▶ [Data for processing]

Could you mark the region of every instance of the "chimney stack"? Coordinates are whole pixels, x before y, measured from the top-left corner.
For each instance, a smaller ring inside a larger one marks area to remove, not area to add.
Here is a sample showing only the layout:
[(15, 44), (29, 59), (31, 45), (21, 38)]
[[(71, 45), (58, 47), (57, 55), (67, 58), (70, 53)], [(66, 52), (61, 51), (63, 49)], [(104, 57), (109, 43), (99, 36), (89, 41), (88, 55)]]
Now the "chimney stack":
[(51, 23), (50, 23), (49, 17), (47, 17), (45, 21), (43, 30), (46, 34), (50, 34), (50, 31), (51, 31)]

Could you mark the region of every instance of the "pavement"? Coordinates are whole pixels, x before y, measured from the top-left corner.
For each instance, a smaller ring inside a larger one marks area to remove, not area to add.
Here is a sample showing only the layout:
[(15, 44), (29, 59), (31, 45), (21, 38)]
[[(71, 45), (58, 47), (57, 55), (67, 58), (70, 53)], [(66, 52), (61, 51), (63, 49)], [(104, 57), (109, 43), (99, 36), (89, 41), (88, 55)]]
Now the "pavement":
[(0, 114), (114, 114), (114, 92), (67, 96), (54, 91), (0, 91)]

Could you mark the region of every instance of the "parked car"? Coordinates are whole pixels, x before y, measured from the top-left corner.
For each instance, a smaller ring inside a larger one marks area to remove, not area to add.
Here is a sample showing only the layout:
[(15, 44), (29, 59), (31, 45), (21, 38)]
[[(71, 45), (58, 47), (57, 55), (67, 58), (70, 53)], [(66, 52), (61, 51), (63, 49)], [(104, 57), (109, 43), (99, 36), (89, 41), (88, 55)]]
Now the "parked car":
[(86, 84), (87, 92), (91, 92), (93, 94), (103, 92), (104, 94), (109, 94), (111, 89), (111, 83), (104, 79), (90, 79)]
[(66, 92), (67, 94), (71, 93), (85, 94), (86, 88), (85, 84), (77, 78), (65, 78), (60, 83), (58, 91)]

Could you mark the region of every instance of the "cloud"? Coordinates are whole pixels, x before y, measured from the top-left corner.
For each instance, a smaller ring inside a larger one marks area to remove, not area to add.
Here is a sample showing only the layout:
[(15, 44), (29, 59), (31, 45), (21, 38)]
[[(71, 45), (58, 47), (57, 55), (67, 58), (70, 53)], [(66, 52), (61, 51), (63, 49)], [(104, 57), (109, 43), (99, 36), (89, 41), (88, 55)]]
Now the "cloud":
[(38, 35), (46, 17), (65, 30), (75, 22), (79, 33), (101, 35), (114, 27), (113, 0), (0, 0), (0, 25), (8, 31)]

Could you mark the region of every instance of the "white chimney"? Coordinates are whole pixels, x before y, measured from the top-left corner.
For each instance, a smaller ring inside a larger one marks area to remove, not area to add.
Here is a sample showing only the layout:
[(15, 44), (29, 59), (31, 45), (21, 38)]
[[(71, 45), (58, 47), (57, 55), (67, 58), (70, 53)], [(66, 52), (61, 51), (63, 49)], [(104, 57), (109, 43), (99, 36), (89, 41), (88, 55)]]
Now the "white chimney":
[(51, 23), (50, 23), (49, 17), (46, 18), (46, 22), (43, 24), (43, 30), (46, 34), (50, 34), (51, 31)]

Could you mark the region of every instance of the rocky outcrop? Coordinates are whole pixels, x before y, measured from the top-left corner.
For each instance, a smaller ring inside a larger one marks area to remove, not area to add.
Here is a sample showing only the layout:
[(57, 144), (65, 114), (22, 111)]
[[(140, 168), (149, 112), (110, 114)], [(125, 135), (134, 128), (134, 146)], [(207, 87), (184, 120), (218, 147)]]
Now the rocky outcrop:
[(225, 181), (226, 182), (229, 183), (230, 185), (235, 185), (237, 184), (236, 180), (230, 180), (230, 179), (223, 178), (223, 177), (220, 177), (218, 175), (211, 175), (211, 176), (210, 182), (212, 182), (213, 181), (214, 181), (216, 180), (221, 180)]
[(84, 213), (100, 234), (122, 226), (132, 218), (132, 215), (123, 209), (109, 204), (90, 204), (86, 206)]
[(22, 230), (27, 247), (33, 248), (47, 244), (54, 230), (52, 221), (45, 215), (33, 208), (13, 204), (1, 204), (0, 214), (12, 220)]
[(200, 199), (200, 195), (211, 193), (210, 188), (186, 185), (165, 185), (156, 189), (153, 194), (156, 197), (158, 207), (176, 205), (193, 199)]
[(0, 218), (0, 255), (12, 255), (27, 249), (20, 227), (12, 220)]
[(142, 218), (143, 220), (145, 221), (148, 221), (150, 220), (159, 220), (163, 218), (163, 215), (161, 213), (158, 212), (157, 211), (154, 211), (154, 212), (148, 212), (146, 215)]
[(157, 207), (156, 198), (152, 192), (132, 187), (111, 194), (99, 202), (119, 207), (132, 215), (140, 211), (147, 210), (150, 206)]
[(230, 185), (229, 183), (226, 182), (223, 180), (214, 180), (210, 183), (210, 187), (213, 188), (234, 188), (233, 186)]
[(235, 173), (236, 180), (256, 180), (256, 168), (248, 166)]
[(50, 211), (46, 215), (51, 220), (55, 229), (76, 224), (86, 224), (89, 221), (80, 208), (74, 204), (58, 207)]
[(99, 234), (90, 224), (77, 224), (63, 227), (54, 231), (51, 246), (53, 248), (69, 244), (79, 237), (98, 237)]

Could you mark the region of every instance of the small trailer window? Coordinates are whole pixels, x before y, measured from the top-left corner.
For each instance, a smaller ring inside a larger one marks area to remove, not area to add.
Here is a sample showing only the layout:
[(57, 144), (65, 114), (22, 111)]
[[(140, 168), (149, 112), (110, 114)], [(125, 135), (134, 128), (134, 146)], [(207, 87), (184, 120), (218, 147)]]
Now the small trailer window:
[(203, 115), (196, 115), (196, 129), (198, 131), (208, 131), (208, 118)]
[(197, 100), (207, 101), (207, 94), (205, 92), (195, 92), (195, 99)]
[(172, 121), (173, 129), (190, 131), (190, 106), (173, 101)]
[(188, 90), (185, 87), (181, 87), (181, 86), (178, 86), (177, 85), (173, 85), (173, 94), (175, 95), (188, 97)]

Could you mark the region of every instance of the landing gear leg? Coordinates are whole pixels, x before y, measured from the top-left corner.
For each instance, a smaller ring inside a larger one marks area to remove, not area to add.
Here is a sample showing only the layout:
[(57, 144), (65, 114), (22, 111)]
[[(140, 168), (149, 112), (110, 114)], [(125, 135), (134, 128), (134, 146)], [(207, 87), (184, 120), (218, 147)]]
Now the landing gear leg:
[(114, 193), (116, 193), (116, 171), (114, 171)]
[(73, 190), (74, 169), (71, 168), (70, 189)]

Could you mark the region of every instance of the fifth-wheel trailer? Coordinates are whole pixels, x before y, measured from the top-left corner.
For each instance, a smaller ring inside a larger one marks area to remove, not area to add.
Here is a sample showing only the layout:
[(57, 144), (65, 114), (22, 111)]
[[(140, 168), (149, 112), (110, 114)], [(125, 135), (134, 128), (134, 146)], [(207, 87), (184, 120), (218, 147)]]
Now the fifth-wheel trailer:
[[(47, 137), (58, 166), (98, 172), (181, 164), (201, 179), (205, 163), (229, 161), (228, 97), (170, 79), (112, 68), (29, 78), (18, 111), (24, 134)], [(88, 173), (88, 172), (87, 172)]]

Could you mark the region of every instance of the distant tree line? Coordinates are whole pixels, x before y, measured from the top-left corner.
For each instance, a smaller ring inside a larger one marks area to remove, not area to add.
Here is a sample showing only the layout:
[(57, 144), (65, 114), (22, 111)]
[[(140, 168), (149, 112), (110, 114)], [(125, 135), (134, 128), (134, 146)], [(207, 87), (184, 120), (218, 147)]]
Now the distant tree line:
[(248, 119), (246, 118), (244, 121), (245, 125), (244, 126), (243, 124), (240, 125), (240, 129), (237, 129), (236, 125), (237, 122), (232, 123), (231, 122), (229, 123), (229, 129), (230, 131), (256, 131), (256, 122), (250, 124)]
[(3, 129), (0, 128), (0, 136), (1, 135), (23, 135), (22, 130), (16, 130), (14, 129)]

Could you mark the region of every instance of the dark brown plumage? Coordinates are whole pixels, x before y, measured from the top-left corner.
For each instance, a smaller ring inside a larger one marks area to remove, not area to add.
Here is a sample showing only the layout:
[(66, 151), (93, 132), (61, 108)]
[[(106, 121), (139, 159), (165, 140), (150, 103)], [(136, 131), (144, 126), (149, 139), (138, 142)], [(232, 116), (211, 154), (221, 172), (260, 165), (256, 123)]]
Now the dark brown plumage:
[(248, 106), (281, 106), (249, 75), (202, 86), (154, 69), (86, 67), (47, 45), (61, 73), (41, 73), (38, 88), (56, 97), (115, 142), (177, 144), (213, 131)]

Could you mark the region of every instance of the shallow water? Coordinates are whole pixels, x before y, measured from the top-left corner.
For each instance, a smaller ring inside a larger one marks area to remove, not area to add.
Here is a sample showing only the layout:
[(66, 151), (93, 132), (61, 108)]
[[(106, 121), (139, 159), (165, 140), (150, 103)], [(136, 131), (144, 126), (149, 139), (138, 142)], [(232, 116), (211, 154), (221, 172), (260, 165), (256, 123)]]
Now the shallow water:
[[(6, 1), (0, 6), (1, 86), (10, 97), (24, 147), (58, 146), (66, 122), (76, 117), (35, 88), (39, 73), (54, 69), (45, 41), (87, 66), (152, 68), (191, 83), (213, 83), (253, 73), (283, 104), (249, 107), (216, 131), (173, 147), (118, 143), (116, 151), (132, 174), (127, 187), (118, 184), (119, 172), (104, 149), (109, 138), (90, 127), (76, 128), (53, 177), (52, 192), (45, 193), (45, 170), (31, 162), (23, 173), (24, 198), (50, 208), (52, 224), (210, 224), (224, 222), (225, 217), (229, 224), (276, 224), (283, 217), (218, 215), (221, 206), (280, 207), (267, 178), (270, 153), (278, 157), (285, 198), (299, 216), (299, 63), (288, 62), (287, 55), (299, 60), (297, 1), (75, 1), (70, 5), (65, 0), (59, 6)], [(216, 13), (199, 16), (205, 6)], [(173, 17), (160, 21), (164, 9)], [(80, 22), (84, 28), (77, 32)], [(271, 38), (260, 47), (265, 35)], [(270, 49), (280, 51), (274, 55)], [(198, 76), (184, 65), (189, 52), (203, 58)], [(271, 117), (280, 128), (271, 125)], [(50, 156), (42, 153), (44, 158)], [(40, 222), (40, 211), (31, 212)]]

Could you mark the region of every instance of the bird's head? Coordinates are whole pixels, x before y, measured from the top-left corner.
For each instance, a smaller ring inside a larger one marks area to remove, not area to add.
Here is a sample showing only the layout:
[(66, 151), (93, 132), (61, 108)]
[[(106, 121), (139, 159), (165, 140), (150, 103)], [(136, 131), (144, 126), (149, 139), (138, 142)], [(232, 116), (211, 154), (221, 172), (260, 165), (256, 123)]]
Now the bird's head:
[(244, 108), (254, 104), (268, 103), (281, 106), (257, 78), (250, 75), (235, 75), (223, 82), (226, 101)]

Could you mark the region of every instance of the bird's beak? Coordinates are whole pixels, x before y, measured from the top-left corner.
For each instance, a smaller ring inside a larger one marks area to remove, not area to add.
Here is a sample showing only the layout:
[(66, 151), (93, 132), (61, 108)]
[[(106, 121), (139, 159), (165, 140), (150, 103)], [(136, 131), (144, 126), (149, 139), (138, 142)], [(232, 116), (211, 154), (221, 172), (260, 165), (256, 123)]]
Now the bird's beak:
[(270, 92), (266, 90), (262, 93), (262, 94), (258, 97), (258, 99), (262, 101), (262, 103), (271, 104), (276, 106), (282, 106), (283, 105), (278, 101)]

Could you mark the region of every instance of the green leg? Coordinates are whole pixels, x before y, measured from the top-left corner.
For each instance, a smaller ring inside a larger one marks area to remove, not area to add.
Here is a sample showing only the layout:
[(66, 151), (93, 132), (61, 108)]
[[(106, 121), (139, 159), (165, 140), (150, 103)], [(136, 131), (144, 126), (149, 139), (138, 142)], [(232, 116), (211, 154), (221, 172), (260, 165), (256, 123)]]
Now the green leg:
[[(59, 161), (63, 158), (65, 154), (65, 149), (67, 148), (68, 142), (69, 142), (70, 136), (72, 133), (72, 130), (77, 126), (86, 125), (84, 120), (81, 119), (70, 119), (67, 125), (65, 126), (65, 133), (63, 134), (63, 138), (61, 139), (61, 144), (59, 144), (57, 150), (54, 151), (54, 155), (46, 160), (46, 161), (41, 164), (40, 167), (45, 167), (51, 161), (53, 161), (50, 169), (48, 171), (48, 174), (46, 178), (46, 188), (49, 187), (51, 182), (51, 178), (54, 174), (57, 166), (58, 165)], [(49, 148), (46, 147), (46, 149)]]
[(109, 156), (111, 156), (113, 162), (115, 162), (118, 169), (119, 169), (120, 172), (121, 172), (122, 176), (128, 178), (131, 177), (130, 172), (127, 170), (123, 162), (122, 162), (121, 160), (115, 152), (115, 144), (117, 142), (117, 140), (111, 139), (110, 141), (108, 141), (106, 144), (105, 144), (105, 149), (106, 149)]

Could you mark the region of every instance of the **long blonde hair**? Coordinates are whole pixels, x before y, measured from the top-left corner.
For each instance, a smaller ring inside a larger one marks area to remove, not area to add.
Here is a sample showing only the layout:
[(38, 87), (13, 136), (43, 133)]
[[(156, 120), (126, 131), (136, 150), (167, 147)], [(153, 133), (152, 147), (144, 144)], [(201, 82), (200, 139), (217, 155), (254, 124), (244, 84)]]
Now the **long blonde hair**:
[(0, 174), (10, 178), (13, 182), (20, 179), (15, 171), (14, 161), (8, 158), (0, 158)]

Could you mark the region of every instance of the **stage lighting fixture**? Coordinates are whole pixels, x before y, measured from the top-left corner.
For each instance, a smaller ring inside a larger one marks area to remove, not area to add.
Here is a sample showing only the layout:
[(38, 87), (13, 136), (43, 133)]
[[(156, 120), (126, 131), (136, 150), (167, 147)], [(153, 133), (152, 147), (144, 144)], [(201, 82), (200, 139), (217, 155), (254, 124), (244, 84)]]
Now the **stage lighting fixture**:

▶ [Your instructions] Which lines in the records start at the line containing "Could you mark the region of every instance of the **long" and end at the line containing "158), (0, 158)]"? Extract them all unchanged, both end lines included.

▶ [Result for this task]
Could you mark the region of every instance of the **long blonde hair**? Coordinates are whole pixels, x before y, measured from the top-left corner.
For each instance, a smaller ring inside a larger one marks area to remove, not area to add.
Here is a sample showing only the layout:
[(38, 87), (13, 136), (43, 133)]
[[(156, 120), (126, 131), (136, 150), (167, 147)], [(153, 133), (152, 147), (144, 144)], [(201, 82), (200, 139), (217, 155), (254, 124), (244, 84)]]
Now the **long blonde hair**:
[(0, 174), (10, 178), (13, 182), (20, 179), (15, 171), (14, 161), (8, 158), (0, 158)]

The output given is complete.